Report how many lines in the rows below contain the string "shaped". Give only the number.

-- Start Data to use --

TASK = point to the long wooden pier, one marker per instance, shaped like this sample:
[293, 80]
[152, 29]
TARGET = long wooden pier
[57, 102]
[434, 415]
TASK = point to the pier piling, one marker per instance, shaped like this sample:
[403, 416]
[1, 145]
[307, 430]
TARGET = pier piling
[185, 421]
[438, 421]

-- End Data to use --
-- Start Data to use --

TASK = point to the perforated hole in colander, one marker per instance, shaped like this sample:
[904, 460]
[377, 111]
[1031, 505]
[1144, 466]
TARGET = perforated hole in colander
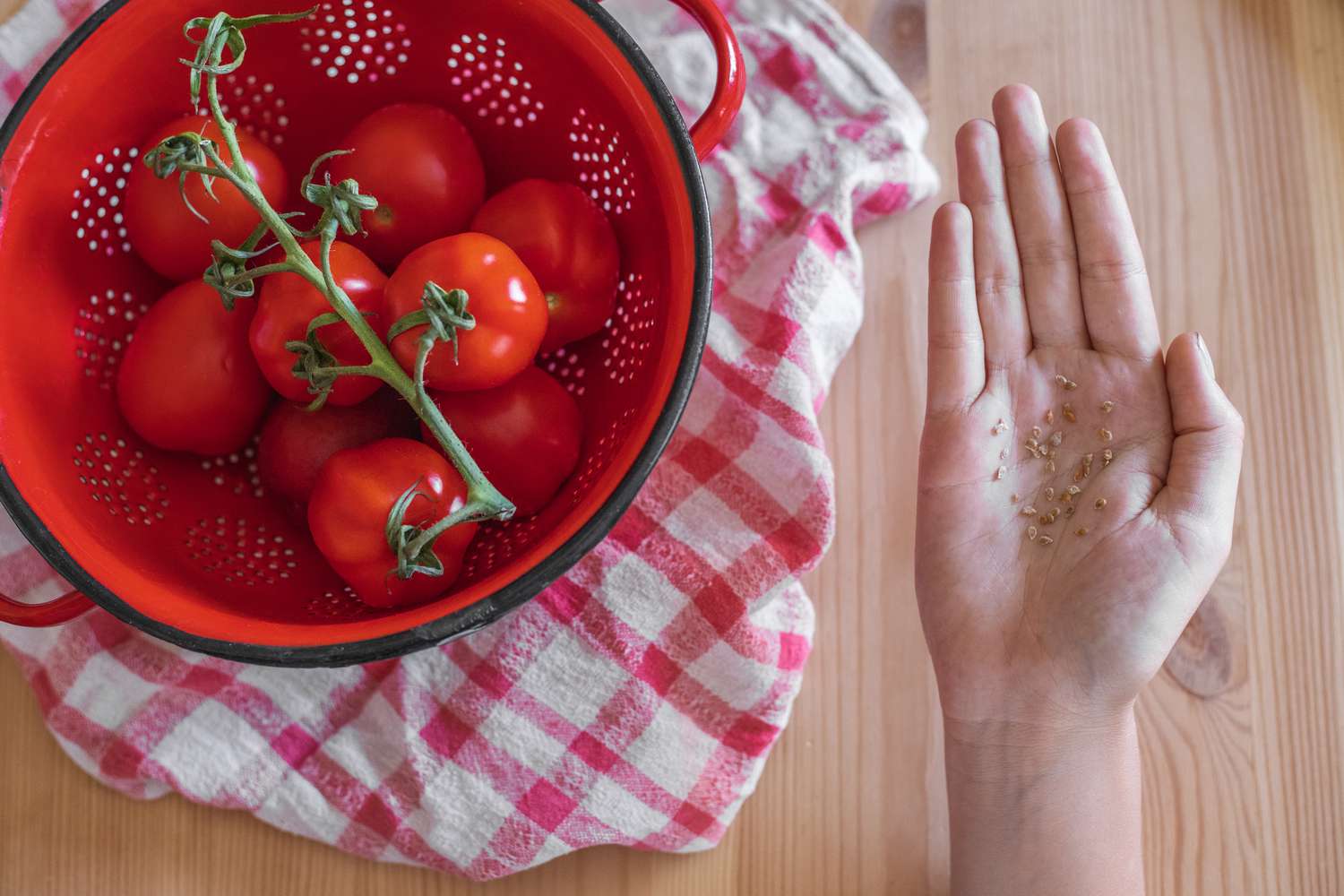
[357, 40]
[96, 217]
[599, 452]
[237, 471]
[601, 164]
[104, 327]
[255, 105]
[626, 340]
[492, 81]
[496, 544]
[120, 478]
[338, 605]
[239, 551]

-- End Data to use --
-- Start Data to use --

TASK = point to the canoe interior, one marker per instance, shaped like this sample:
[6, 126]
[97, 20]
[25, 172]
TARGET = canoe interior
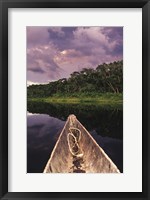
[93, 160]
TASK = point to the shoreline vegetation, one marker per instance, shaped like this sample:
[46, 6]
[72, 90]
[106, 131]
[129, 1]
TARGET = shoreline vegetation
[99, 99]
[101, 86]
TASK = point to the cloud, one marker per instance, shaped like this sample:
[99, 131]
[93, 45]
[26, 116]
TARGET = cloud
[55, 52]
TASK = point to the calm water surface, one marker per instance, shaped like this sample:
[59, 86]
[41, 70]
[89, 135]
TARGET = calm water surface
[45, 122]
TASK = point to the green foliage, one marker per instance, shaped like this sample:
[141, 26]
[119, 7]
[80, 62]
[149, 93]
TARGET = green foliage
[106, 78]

-- End Data to use --

- Reply to the task: 8